SHORT TASK — Copy the listing starting at the line containing "class=long curly brown hair" and ending at the line containing "[0,187,89,229]", keeping every line, and offset each bounding box coordinate by 106.

Bounding box annotation entries —
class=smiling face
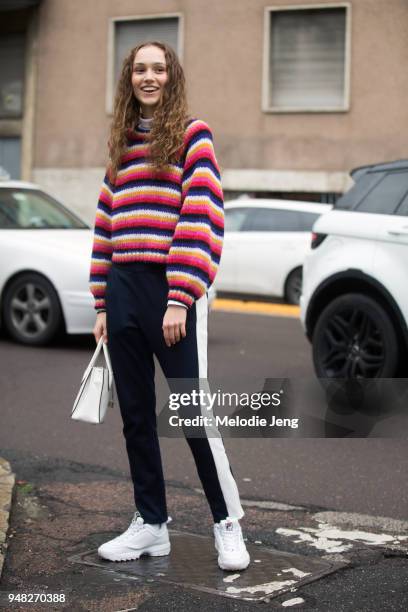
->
[132,46,168,117]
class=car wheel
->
[313,293,398,378]
[285,268,302,305]
[3,272,62,345]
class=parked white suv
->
[300,160,408,378]
[215,197,331,304]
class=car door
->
[236,207,303,297]
[214,206,251,292]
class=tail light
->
[310,232,327,249]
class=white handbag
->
[71,336,114,423]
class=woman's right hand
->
[92,312,108,344]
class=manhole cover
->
[69,531,346,601]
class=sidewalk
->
[0,459,408,612]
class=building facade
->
[0,0,408,220]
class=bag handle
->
[81,336,113,387]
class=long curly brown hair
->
[108,41,188,182]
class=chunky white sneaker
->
[98,512,170,561]
[214,517,250,570]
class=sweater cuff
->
[94,297,106,310]
[167,289,194,308]
[167,300,188,310]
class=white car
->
[215,198,331,304]
[0,180,215,345]
[0,181,95,345]
[300,160,408,378]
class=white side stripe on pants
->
[196,293,244,519]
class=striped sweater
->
[89,119,224,310]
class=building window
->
[263,4,351,112]
[0,34,25,119]
[106,14,182,113]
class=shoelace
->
[115,512,144,538]
[219,525,241,552]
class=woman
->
[90,42,249,570]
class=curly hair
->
[108,41,188,182]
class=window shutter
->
[269,8,346,108]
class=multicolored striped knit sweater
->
[89,119,224,310]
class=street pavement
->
[0,312,408,612]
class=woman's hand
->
[92,312,108,344]
[163,306,187,346]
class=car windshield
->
[0,187,89,229]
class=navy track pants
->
[106,262,244,524]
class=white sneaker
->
[98,512,170,561]
[214,517,250,570]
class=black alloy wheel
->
[313,293,398,378]
[3,272,62,346]
[285,268,302,306]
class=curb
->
[0,457,15,582]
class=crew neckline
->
[137,116,153,130]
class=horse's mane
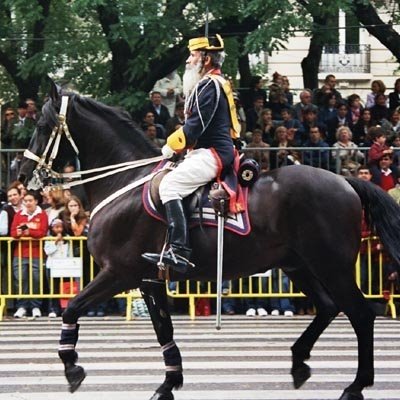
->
[70,94,160,155]
[43,92,160,156]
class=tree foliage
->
[0,0,398,110]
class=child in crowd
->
[44,218,72,318]
[368,126,393,181]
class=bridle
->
[24,96,170,218]
[24,96,79,187]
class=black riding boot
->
[142,199,194,273]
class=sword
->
[215,199,225,331]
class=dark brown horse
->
[21,85,400,400]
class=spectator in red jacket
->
[11,192,48,318]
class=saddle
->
[142,160,251,235]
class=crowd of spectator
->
[0,71,400,317]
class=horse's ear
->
[48,78,61,102]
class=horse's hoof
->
[339,391,364,400]
[150,392,174,400]
[291,363,311,389]
[65,365,86,393]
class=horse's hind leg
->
[294,262,375,400]
[58,269,124,393]
[288,270,339,389]
[140,280,183,400]
[329,275,375,400]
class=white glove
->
[161,144,175,158]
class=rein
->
[24,96,170,218]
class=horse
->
[20,83,400,400]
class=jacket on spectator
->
[11,207,48,258]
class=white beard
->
[182,62,202,99]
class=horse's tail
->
[346,177,400,263]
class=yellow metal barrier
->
[0,236,141,321]
[0,237,400,321]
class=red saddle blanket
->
[142,161,251,235]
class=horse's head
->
[19,81,76,189]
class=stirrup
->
[142,247,195,274]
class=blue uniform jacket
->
[183,77,234,168]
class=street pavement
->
[0,316,400,400]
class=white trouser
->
[159,149,218,204]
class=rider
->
[142,34,240,273]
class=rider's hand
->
[161,144,175,158]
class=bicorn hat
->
[188,33,224,51]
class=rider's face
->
[186,51,201,67]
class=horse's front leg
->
[140,280,183,400]
[58,269,124,393]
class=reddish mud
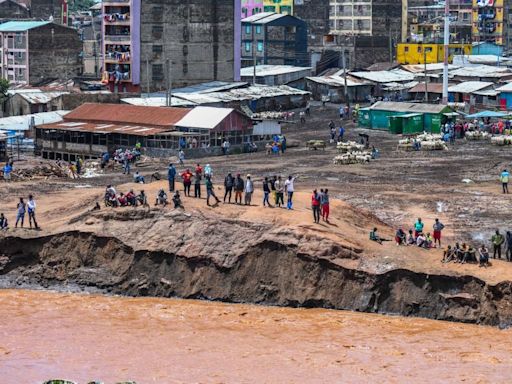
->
[0,290,512,383]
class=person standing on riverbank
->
[167,164,176,192]
[27,195,39,229]
[14,197,27,228]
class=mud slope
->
[0,212,512,326]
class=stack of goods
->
[334,151,372,165]
[336,141,365,153]
[464,131,491,141]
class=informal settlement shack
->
[36,103,252,161]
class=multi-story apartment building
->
[325,0,408,68]
[0,21,82,85]
[242,12,309,67]
[472,0,512,49]
[102,0,141,92]
[242,0,294,19]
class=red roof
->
[64,103,191,128]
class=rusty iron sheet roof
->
[37,121,174,136]
[65,103,191,128]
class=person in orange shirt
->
[180,169,194,197]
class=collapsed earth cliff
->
[0,210,512,327]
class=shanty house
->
[36,103,252,161]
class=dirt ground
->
[0,102,512,283]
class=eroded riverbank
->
[0,290,512,384]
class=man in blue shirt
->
[500,169,510,193]
[167,164,176,192]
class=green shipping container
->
[358,108,371,128]
[389,116,403,135]
[401,113,424,135]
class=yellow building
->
[472,0,505,45]
[396,43,472,64]
[263,0,293,15]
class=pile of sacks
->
[464,131,491,141]
[334,151,372,165]
[336,141,364,153]
[398,132,448,151]
[491,135,512,146]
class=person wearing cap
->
[244,175,254,205]
[167,164,176,192]
[234,174,245,204]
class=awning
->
[466,111,507,119]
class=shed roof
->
[240,65,311,77]
[37,121,170,136]
[0,21,51,32]
[448,81,493,93]
[176,107,234,129]
[370,101,449,114]
[350,69,414,83]
[66,103,191,127]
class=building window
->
[152,64,164,80]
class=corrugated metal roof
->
[37,121,170,136]
[176,107,234,129]
[240,65,311,77]
[0,21,51,32]
[448,81,493,93]
[242,12,287,24]
[370,101,448,113]
[121,97,196,107]
[66,103,190,127]
[350,69,414,83]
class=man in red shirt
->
[180,169,194,197]
[311,189,320,224]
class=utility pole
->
[423,46,428,103]
[251,23,256,85]
[341,49,350,106]
[146,53,149,97]
[443,0,450,105]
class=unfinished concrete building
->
[137,0,241,91]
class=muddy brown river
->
[0,290,512,384]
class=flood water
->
[0,290,512,384]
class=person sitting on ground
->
[370,228,382,244]
[395,228,406,246]
[137,190,149,207]
[441,245,455,263]
[407,229,416,245]
[155,189,167,207]
[425,232,434,248]
[416,232,427,248]
[478,244,489,268]
[172,191,185,209]
[125,189,137,207]
[117,192,128,207]
[133,171,145,184]
[461,246,477,264]
[0,213,9,231]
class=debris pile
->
[491,135,512,146]
[12,164,69,181]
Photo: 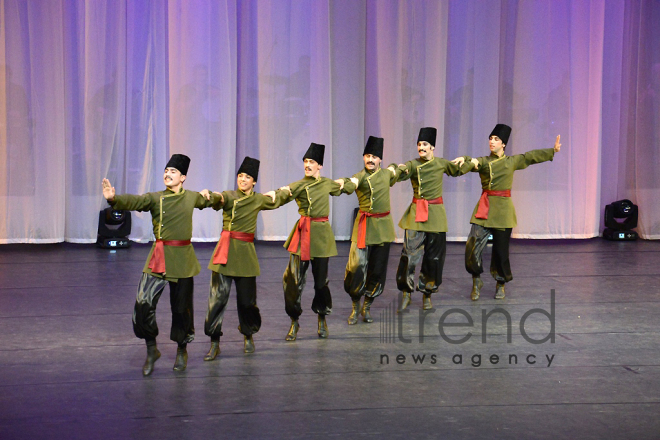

SOLUTION FOR THIS TASK —
class=long curly brown hair
->
[214,147,294,288]
class=chunky white sneaker
->
[204,618,276,667]
[320,623,356,676]
class=sweater cuff
->
[200,403,212,416]
[273,395,300,414]
[273,406,294,416]
class=white car
->
[321,304,437,410]
[106,286,321,451]
[106,287,201,451]
[406,266,514,484]
class=white side stripe on pants
->
[302,399,350,625]
class=striped sweater
->
[195,225,330,416]
class=building window
->
[369,110,457,218]
[106,140,131,225]
[212,120,288,219]
class=shoelace
->
[221,618,250,644]
[325,631,347,658]
class=woman
->
[196,148,355,676]
class=curly hair
->
[214,147,294,288]
class=window shutter
->
[375,114,452,214]
class=multicolored striped knit sweater
->
[195,225,330,416]
class=street pavement
->
[106,418,514,718]
class=woman's hand
->
[198,418,214,450]
[269,412,293,452]
class=car windshield
->
[106,293,195,335]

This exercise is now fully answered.